**TASK DETAILS:** Reproduce the lines below, substituting "nonzero winding rule" for each occurrence of "even-odd rule" and leaving everything else unchanged.

**MATERIAL FOR THE TASK:**

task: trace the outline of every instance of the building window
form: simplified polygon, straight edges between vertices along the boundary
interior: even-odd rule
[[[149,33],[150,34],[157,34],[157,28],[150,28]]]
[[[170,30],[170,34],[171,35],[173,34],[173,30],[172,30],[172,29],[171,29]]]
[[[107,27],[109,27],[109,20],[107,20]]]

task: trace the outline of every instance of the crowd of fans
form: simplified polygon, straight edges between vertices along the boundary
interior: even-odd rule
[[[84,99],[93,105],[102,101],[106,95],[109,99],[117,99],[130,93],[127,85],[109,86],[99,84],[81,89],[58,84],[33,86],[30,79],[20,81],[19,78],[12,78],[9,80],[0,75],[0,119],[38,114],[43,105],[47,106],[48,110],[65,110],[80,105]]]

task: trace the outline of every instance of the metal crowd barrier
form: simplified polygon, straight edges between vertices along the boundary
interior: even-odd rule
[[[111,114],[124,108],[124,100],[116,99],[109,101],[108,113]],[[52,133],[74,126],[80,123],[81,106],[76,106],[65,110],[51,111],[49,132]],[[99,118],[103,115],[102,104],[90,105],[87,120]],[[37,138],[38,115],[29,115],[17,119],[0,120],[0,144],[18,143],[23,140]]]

**SOLUTION TO THE EXERCISE:**
task: trace the outline of every instance of the building window
form: simplified polygon, straight edges between vertices along the boundary
interior: nonzero winding rule
[[[149,33],[150,34],[157,34],[157,28],[150,28]]]
[[[170,30],[170,34],[171,35],[173,34],[173,30],[172,30],[172,29],[171,29]]]
[[[107,27],[109,27],[109,20],[107,20]]]

task: trace the outline of every instance of the crowd of fans
form: simplified polygon, straight edges between vertices along the boundary
interior: nonzero winding rule
[[[84,99],[93,105],[102,101],[106,95],[109,99],[117,99],[130,93],[127,85],[109,86],[99,84],[81,89],[58,84],[33,86],[30,79],[20,81],[19,78],[12,78],[9,80],[0,75],[0,119],[38,114],[43,105],[47,106],[48,110],[65,110],[80,105]]]

task: trace the outline of every instance of the metal crowd barrier
form: simplified polygon, straight edges between vertices along the boundary
interior: nonzero winding rule
[[[111,114],[124,108],[124,100],[116,99],[109,101],[108,113]],[[52,133],[74,126],[80,123],[81,106],[76,106],[65,110],[51,111],[49,132]],[[99,118],[103,115],[102,104],[90,105],[87,120]],[[37,138],[38,115],[29,115],[17,119],[0,120],[0,144],[18,143],[23,140]]]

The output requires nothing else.